**Textauszug:**
********

Bierpreis sorgt für Probleme
Entsprechend sinken bei vielen Brauereien die Umsätze. "Der Verdrängungswettbewerb wird härter", sagt Holger Eichele, Geschäftsführer des Deutschen Brauer-Bundes. Hohe Investitionskosten für Maschinen und Fuhrparks machen den Brauern zu schaffen. Hinzu kommt der für Branchenkenner zu langsam steigende Bierpreis, der in den Augen der Brauer auch durch zahlreiche Rabatt-Aktionen der Händler künstlich niedrig gehalten wird.
"In den vergangenen Jahren nahm nicht nur der Wettbewerb zu. Allein in 2011 stiegen die Preise für Malz um über 50 Prozent und die für Glas um bis zu 40 Prozent", sagt Eichele. Er sieht eine deutliche Gefahr: "Bei anhaltendem Markt- und Kostendruck und fehlenden Rücklagen kann eine notwendige Investition letztlich dazu führen, dass der Betrieb womöglich eingestellt werden muss. Bislang gab es erfreulicherweise nur wenige Beispiele dieser Art."
Kämpfen müssen insbesondere viele mittelgroße Brauereien. Insgesamt seien seit 2006 etwa 40 Hersteller aus dem Markt ausgeschieden, rechnet die Gewerkschaft Nahrung-Genuss-Gaststätten (NGG) vor. Zuletzt musste die Iserlohner Privatbrauerei Insolvenz anmelden. "Ihnen fehlt die kritische Größe, um sich national und international gegenüber den Großbrauereien durchsetzen zu können", schreibt die NGG in ihrem Branchenbericht.
Jugend trinkt Fassbrause und Mixgetränke
Schuld an der Misere der Brauer ist neben dem harten Wettkampf vor allem der demografische Wandel: Die Alten trinken immer weniger Bier - und die Jungen greifen gerne zu anderen Getränke, sagt Branchenexperte Reiner Klinz von der Unternehmensberatung KPMG. "Die Jugend wächst auch mit anderen Getränken auf."
Statt dem klassischen Pils war ihr erstes Bier ein Mischgetränk. In der Disco trinken sie häufig keines der viel beworbenen Fernsehbiere, sondern das ursprüngliche aus Mexiko stammende Corona oder ein Desperados mit Tequila-Aroma. "Bier konkurriert auch mit alkoholfreien Getränken", sagt Branchenexperte Klinz. "Der Markt steht unter Druck. Um sich durchzusetzen, brauchen die Brauereien innovative Ideen."
Erfolgreich sind vor allem jene Brauereien, die sich den neuen Konsumgewohnheiten angepasst haben: Umsatz bringt mittlerweile oft alkoholfreies Bier. Der Ausstoß hat sich in den vergangenen sechs Jahren mehr als verdoppelt und liegt aktuell bei etwa 4,8 Millionen Hektoliter. Die Brauer geben sich Mühe, diese Entwicklung voranzutreiben. Sie bewerben das Alkoholfreie als isotonisches Getränk für den Sportler und als Feierabendfreude für den verantwortungsvollen Genießer.

********

**Datenzeilen:**
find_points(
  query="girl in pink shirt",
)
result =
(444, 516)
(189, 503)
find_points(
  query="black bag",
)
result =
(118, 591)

********

**Zu erledigen:**
Nenne bitte anhand des Textauszugs über die Brauereien, um wie viel Prozent die Preise für Malz allein im Jahr 2011 gestiegen sind.

**Vollständige Antwort:**
Um über 50 Prozent.